Entries from a point annotation dataset
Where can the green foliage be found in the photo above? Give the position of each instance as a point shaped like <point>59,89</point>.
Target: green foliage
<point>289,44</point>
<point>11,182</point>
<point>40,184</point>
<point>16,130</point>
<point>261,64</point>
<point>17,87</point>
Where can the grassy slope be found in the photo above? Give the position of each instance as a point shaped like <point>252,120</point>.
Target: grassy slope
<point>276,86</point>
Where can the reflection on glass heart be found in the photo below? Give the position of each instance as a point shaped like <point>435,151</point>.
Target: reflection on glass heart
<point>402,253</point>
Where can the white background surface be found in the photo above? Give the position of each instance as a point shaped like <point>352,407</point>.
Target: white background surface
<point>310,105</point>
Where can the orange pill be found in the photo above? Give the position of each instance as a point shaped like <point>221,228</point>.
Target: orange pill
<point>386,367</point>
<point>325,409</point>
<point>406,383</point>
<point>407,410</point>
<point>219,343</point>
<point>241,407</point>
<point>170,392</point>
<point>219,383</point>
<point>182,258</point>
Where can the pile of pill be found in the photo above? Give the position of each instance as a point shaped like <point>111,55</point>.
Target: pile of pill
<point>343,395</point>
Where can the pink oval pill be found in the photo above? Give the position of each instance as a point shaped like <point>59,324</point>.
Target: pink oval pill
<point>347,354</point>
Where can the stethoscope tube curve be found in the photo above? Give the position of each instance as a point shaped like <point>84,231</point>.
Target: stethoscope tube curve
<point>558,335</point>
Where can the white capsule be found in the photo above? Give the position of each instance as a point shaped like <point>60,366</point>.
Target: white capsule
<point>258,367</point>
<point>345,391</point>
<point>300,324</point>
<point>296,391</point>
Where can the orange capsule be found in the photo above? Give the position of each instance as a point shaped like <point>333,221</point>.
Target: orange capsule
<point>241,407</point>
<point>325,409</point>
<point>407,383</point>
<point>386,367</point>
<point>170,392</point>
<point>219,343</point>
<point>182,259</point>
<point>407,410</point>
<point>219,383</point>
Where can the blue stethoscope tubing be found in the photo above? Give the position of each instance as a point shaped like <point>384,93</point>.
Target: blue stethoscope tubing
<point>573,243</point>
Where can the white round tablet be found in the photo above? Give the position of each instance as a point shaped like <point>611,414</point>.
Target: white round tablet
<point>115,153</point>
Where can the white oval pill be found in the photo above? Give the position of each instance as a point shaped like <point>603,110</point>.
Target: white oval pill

### Your objective
Reproduce all of the entries above word for word, with every line unchanged.

### Written response
Where can the green foliage be found in the photo above? Give the position of each instance as a point shaped like <point>59,89</point>.
Target: green foliage
<point>289,44</point>
<point>11,182</point>
<point>40,184</point>
<point>16,130</point>
<point>261,64</point>
<point>17,87</point>
Where can the grassy slope be found in the photo above? Give the position of each instance as a point shaped like <point>252,120</point>.
Target: grassy slope
<point>276,86</point>
Where can the reflection on glass heart be found in the photo below? Give the position of each instance as a point shaped like <point>435,151</point>.
Target: reflection on glass heart
<point>402,253</point>
Where can the white background surface be found in the photo above? Give the position of each instance as a point shaped like <point>352,407</point>.
Target: white background surface
<point>310,105</point>
Where can the orange pill be found in the photo above? Give the position of each instance as a point shaped like <point>221,228</point>.
Target: orange pill
<point>386,367</point>
<point>325,409</point>
<point>406,383</point>
<point>407,410</point>
<point>219,343</point>
<point>241,407</point>
<point>170,392</point>
<point>219,383</point>
<point>182,258</point>
Where can the pile of pill be found in the photo above? Give the position of each instance as a point shaped like <point>111,55</point>.
Target: pile of pill
<point>343,395</point>
Where can the pink oval pill be found in the photo above? Give the position of each instance as a point shaped like <point>59,324</point>.
Target: pink oval pill
<point>347,354</point>
Where can the stethoscope tube curve be found in the photo above? Give the position of each instance as a point shaped like <point>84,231</point>.
Target: stethoscope tube curve
<point>558,335</point>
Where can the white capsule be found in the photo above? Give the position of each instance as a point shaped like <point>60,366</point>.
Target: white capsule
<point>258,367</point>
<point>345,391</point>
<point>300,324</point>
<point>296,391</point>
Where can the orange capsule be found in the photo above? Give the position of each instance as a point shaped like <point>333,221</point>.
Target: orange capsule
<point>241,407</point>
<point>325,409</point>
<point>407,383</point>
<point>386,367</point>
<point>170,392</point>
<point>219,343</point>
<point>182,259</point>
<point>407,410</point>
<point>219,383</point>
Where can the blue stethoscope tubing be found in the photo above? Give the position of each instance as a point shaped like <point>384,93</point>.
Target: blue stethoscope tubing
<point>573,243</point>
Where can the white round tablet be found in the photo above? Give the position of each instance as a point shaped like <point>611,414</point>.
Target: white round tablet
<point>115,153</point>
Where can the white oval pill be found in the photo above? Give the position of each instance as a point shaped like <point>603,110</point>.
Target: white oval pill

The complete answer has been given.